* **Problem details**
Please list every numerical figure in the article on the EPA neonicotinoid report below, with what each one measures.

EPA report confirms bee-killing pesticides don’t help many farmers
This fall, the EPA released a report confirming what scientists have long been saying: soybean seeds coated in neonicotinoid pesticides, which contribute to mass bee deaths, “provide negligible overall benefits” to soybean growers. The report provides yet another reason that we need to suspend these bee-toxic pesticides take large-scale action to protect bees and other pollinators on which our food system depends. That’s why we’re calling on those who care about bees and who eat the food they help pollinate (read: everyone) to submit a comment to the EPA in support of acting on these findings.
The report, entitled “Benefits of Neonicotinoid Seed Treatments to Soybean Production,” notes that each year in the United States, farmers grow on average, over 75 million acres of soybean crops, of which about 30 percent is comprised of neonicotinoid-coated seeds. As Tom Philpott of Mother Jones points out, that equals an area roughly the size of Indiana (24 million acres) covered in neonicotinoid-treated soybean crops. According to the EPA’s research, these pesticides “likely provide $0 in benefits” to farmers who use them, next to comparable crop protections. In most cases, the EPA found pre-coated neonicotinoid seeds were no better for crop yields than using no pesticide at all. One reason for this could be that the neonicotinoids are only effective in the first several weeks of planting, while the pests they are intended to target do not threaten the crops until after this period.

* **Data for review**
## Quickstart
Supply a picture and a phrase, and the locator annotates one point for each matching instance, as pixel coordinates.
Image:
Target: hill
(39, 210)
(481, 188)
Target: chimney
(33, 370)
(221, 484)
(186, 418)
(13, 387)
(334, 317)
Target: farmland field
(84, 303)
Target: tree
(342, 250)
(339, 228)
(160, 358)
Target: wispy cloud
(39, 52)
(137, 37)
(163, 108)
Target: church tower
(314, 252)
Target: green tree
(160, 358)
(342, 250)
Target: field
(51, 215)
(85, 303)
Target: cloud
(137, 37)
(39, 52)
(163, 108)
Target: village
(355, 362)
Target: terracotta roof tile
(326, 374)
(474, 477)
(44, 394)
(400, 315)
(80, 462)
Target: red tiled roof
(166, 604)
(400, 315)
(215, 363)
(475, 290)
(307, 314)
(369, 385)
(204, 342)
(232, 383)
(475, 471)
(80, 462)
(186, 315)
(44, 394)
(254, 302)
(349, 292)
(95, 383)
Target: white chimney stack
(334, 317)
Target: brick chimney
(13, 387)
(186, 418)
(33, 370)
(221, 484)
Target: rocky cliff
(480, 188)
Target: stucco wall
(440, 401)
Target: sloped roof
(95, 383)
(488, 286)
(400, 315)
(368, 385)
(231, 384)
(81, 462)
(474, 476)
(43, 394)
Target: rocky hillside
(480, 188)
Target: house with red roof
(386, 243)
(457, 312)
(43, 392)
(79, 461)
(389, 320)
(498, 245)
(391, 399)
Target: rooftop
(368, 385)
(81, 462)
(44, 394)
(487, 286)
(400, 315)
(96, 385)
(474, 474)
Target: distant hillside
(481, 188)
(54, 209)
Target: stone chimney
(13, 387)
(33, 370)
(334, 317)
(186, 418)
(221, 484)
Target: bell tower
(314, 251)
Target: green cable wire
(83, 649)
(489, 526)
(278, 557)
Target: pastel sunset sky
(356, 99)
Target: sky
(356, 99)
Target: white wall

* **Written answer**
- Over 75 million acres: the average area of soybean crops farmers grow in the United States each year
- About 30 percent: the share of that soybean area planted with neonicotinoid-coated seeds
- 24 million acres: the size of Indiana, roughly equal to the area covered in neonicotinoid-treated soybean crops
- $0: the likely benefit these pesticides provide to farmers who use them, next to comparable crop protections